Aim of the exercise: Copy every row below word for word, but leave out the pictures.
====== Provided information
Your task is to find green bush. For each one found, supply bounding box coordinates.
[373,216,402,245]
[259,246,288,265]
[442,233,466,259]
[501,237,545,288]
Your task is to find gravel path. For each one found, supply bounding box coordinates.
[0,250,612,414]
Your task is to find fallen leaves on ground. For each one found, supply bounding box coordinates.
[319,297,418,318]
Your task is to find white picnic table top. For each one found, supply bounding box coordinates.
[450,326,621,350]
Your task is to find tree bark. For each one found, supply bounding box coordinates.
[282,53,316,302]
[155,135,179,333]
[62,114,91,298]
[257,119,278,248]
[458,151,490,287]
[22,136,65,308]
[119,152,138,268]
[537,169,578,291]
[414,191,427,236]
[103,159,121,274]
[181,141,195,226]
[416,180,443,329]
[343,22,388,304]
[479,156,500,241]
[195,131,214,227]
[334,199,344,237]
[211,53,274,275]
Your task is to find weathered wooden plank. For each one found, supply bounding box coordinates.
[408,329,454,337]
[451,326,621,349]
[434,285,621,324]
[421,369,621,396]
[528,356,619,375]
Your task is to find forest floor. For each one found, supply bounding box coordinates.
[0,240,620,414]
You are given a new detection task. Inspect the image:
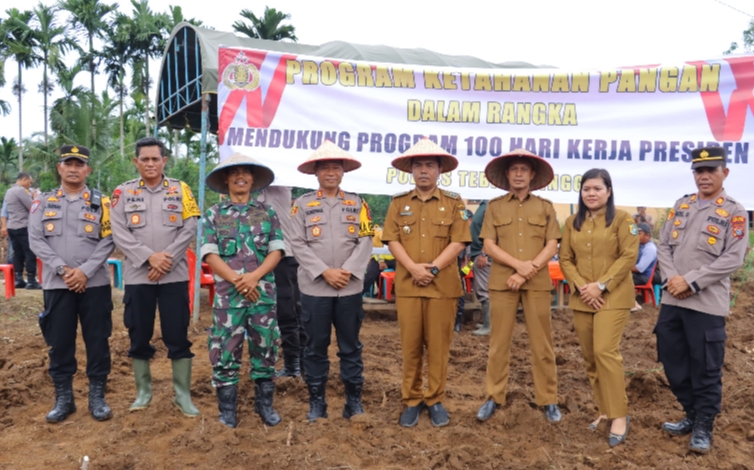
============
Solved problem:
Your task is to find green bush. For each one found, supply bounding box coordinates.
[373,216,402,245]
[259,246,288,265]
[442,233,466,259]
[501,237,545,288]
Your task is to find gravel path. For each one found, supply bounding box coordinates.
[0,250,612,414]
Your task is to find fallen leaves on ground. For each one found, supply bounding box coordinates.
[319,297,418,318]
Your task is to find white picnic table top. For each one found, supply bounding box coordinates.
[450,326,621,350]
Your task is to find tree bark. For each one found, supply bounding box coordinates.
[282,53,316,302]
[155,135,179,333]
[62,114,91,298]
[257,119,278,248]
[458,151,490,287]
[22,136,65,308]
[119,152,138,268]
[537,169,578,291]
[414,191,427,236]
[103,159,121,274]
[181,141,195,226]
[416,180,443,329]
[343,22,388,304]
[479,156,500,241]
[195,131,214,227]
[334,199,344,237]
[211,53,274,275]
Your task is to find weathered wooden plank. For each one found, supply bounding box coordinates.
[408,329,454,337]
[451,326,621,349]
[434,285,621,324]
[421,369,621,396]
[528,356,619,375]
Your task is to find forest floor. For each one found, supply bounding box coordinates.
[0,240,620,414]
You are given a new detection task. Inspect the image:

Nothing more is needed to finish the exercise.